Give the lines of the data from the one containing "Where can the cumulus" through the last line, both included, as a Markdown table. Use the columns Row and Line, numbering each row and leaving out blank lines.
• • • •
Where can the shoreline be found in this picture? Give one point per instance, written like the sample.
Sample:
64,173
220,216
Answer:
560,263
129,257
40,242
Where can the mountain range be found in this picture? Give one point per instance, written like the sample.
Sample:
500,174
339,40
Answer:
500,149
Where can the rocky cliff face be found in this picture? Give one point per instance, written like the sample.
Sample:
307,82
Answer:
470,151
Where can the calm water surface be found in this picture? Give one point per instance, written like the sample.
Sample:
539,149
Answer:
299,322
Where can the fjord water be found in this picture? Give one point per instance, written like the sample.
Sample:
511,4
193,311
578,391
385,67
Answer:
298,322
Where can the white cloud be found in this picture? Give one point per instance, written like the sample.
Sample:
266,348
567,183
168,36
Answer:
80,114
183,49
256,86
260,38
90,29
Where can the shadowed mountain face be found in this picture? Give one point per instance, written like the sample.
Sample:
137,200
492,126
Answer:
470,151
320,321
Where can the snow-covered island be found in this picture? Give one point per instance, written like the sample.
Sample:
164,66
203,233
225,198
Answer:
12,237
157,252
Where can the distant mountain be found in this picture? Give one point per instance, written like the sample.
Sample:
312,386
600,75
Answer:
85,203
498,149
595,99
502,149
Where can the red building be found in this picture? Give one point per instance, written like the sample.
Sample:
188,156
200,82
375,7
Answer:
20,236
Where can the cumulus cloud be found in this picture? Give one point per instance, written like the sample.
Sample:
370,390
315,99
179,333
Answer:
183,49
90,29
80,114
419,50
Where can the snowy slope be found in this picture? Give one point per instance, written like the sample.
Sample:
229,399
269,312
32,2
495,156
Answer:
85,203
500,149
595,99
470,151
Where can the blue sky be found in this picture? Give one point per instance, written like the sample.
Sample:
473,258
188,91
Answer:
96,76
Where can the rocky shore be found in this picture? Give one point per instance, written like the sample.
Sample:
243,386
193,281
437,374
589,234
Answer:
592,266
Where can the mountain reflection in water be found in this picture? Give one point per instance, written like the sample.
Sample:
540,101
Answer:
• • • •
Task solution ▸
| Row | Line |
|---|---|
| 1 | Where can the cumulus cloud be found in this picture? Give one point per instance, written like the sample. |
| 2 | Sample: |
| 3 | 370,390 |
| 4 | 315,99 |
| 5 | 179,333 |
| 6 | Answer: |
| 7 | 183,49 |
| 8 | 90,29 |
| 9 | 80,114 |
| 10 | 419,50 |
| 11 | Where can the snowy slope be found in this picture? Give one point per instance, written like the sample. |
| 12 | Sample: |
| 13 | 229,399 |
| 14 | 269,312 |
| 15 | 32,2 |
| 16 | 495,156 |
| 17 | Answer: |
| 18 | 85,203 |
| 19 | 500,149 |
| 20 | 595,99 |
| 21 | 470,151 |
| 22 | Where can the blue sky be found in this picture? Give one point per instance, written like the sample. |
| 23 | Sample: |
| 24 | 473,258 |
| 25 | 188,91 |
| 26 | Answer: |
| 27 | 96,76 |
| 28 | Where can the rocky shore be found in this picture? Give one point per instance, written like the sample. |
| 29 | Sample: |
| 30 | 243,386 |
| 31 | 193,281 |
| 32 | 437,374 |
| 33 | 589,234 |
| 34 | Answer: |
| 35 | 592,266 |
| 36 | Where can the mountain reflection in water be found in this picture? Give one point per instance, written like the sample. |
| 37 | Sample: |
| 38 | 540,101 |
| 39 | Answer: |